▶ [Instructions for the task]:
Beginning with the line that contains "Expected behaviour: for every instance of the police", restate each line below through the final one exactly, and exclude the pictures.

▶ [Supplied records]:
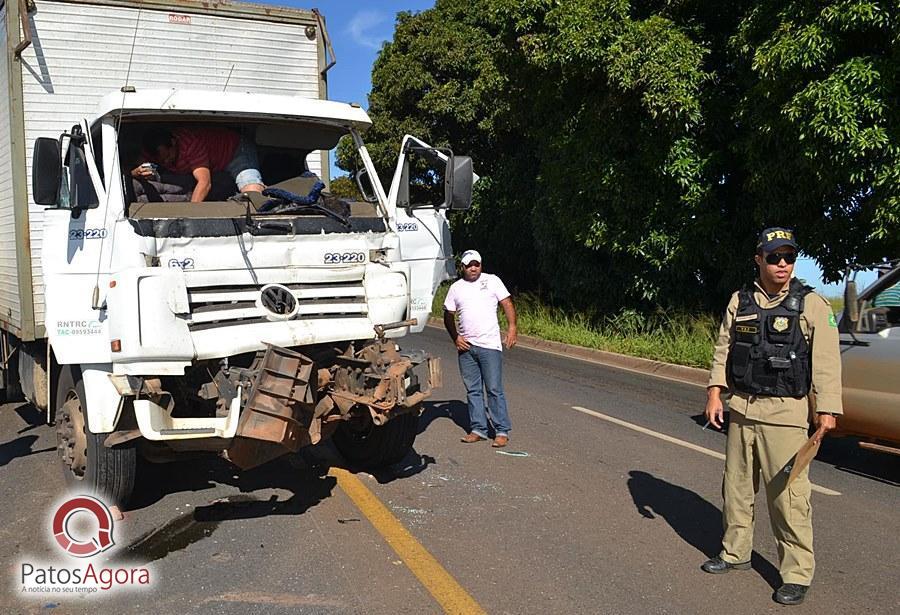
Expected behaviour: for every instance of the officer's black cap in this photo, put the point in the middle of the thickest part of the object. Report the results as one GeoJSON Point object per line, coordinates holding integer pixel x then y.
{"type": "Point", "coordinates": [776, 237]}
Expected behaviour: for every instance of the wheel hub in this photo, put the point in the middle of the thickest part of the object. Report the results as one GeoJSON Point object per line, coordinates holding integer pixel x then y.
{"type": "Point", "coordinates": [71, 436]}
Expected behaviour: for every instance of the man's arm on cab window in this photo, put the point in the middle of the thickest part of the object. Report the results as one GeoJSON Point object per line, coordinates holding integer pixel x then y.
{"type": "Point", "coordinates": [204, 184]}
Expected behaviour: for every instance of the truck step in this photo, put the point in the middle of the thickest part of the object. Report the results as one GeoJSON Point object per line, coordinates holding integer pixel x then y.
{"type": "Point", "coordinates": [200, 431]}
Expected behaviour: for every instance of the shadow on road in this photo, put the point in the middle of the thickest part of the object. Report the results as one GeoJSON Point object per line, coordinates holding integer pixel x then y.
{"type": "Point", "coordinates": [453, 409]}
{"type": "Point", "coordinates": [204, 471]}
{"type": "Point", "coordinates": [690, 516]}
{"type": "Point", "coordinates": [845, 455]}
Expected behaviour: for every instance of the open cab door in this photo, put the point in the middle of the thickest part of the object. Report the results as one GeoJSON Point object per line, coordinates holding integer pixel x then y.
{"type": "Point", "coordinates": [427, 183]}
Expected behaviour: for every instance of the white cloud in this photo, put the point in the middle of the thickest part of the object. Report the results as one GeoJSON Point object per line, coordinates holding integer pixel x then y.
{"type": "Point", "coordinates": [364, 29]}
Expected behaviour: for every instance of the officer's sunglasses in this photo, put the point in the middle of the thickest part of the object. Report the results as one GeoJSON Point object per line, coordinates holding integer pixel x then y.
{"type": "Point", "coordinates": [775, 257]}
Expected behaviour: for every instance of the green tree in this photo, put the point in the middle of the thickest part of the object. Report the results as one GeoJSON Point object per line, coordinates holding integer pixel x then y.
{"type": "Point", "coordinates": [629, 152]}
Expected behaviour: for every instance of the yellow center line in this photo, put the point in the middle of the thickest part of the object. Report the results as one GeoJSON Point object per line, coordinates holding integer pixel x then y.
{"type": "Point", "coordinates": [690, 445]}
{"type": "Point", "coordinates": [442, 586]}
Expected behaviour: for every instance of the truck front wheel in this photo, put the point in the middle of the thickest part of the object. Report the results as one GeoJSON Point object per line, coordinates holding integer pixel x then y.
{"type": "Point", "coordinates": [365, 444]}
{"type": "Point", "coordinates": [87, 463]}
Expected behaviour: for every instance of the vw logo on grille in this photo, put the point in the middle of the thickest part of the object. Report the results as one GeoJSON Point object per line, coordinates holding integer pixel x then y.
{"type": "Point", "coordinates": [278, 300]}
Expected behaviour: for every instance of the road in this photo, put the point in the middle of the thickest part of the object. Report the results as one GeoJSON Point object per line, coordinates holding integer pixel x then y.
{"type": "Point", "coordinates": [599, 517]}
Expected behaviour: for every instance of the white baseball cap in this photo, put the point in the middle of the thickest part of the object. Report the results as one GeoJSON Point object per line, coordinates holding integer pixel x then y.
{"type": "Point", "coordinates": [469, 256]}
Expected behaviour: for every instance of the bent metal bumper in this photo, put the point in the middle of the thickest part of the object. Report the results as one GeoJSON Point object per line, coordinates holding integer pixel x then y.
{"type": "Point", "coordinates": [287, 401]}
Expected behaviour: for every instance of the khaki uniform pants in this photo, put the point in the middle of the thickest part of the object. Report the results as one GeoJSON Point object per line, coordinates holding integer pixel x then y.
{"type": "Point", "coordinates": [755, 449]}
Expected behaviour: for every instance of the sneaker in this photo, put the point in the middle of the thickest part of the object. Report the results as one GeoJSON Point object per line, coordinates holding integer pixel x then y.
{"type": "Point", "coordinates": [717, 565]}
{"type": "Point", "coordinates": [790, 593]}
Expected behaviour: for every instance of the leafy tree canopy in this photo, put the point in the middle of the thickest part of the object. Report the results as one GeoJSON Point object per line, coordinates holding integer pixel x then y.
{"type": "Point", "coordinates": [631, 151]}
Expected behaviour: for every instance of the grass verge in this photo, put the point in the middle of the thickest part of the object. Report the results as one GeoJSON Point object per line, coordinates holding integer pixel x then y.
{"type": "Point", "coordinates": [683, 339]}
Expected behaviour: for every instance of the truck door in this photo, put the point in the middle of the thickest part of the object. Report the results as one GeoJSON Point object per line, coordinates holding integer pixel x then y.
{"type": "Point", "coordinates": [417, 197]}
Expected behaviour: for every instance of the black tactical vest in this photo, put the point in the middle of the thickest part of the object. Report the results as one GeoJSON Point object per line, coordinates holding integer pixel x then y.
{"type": "Point", "coordinates": [770, 356]}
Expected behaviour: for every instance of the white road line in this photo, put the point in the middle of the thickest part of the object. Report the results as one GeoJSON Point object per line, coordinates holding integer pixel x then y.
{"type": "Point", "coordinates": [693, 447]}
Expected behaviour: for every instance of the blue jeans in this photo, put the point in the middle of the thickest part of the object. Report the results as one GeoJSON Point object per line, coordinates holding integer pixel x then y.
{"type": "Point", "coordinates": [482, 369]}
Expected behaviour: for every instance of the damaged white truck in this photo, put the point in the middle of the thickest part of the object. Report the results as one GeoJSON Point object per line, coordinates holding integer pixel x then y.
{"type": "Point", "coordinates": [251, 326]}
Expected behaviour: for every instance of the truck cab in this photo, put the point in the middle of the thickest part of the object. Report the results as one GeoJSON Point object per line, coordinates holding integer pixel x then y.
{"type": "Point", "coordinates": [870, 357]}
{"type": "Point", "coordinates": [250, 324]}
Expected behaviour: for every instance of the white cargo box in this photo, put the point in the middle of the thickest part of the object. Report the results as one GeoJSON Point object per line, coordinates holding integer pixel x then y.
{"type": "Point", "coordinates": [62, 57]}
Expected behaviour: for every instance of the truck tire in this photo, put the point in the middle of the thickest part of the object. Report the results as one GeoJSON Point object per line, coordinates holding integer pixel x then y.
{"type": "Point", "coordinates": [87, 463]}
{"type": "Point", "coordinates": [367, 445]}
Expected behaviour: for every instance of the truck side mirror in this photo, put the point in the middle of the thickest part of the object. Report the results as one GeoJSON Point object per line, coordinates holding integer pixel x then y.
{"type": "Point", "coordinates": [851, 301]}
{"type": "Point", "coordinates": [436, 179]}
{"type": "Point", "coordinates": [368, 195]}
{"type": "Point", "coordinates": [46, 171]}
{"type": "Point", "coordinates": [461, 188]}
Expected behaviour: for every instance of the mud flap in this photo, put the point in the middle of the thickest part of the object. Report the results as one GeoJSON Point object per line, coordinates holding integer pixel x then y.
{"type": "Point", "coordinates": [275, 417]}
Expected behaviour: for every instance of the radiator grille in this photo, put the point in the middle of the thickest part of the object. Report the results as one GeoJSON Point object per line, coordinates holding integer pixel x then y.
{"type": "Point", "coordinates": [228, 306]}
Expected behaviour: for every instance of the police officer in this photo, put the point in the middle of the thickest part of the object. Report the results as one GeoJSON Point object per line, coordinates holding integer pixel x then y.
{"type": "Point", "coordinates": [778, 356]}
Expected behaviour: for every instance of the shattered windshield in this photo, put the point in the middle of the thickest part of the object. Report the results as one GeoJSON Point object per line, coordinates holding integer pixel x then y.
{"type": "Point", "coordinates": [252, 171]}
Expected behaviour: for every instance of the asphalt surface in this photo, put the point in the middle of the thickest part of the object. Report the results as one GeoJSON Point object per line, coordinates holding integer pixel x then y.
{"type": "Point", "coordinates": [597, 518]}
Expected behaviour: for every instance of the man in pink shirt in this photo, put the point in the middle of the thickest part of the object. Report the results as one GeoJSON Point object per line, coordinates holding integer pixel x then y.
{"type": "Point", "coordinates": [201, 151]}
{"type": "Point", "coordinates": [475, 297]}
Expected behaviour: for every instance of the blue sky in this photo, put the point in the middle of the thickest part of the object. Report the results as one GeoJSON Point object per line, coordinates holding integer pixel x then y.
{"type": "Point", "coordinates": [358, 30]}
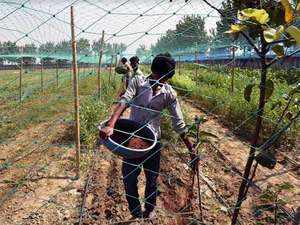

▶ [Solution to the problem]:
Expected behaviour: for every instance of the police officer in this photo, put the point in the middle of the thickest part of the object. Report the results as one GeoJSON Point object per line, coordinates holding integer pixel x then y.
{"type": "Point", "coordinates": [778, 356]}
Expected behaviour: for every instance of the shattered windshield in this photo, put the point in the middle of the thickest part of the object. Report the results as one GeoJSON Point object per line, coordinates holding integer pixel x then y.
{"type": "Point", "coordinates": [252, 171]}
Expected behaviour: for every instance of the asphalt surface in this photo, put the point in the middle of the thickest part of the object. Report the results as one GeoJSON Point object per line, coordinates holding integer pixel x then y.
{"type": "Point", "coordinates": [597, 518]}
Expected behaviour: for every instance of the man in pink shirt in this photo, put the point in the middle of the thickest part of the object. Report the results as one GeoJSON Point object per line, coordinates holding integer pixel x then y.
{"type": "Point", "coordinates": [201, 151]}
{"type": "Point", "coordinates": [475, 297]}
Expected behaviour: for every instance of the blue sky in this photo, put the point in the middle of the thickest part of the object. Report the results as one GeoJSON Point object per line, coordinates holding integer pixel x then y.
{"type": "Point", "coordinates": [358, 30]}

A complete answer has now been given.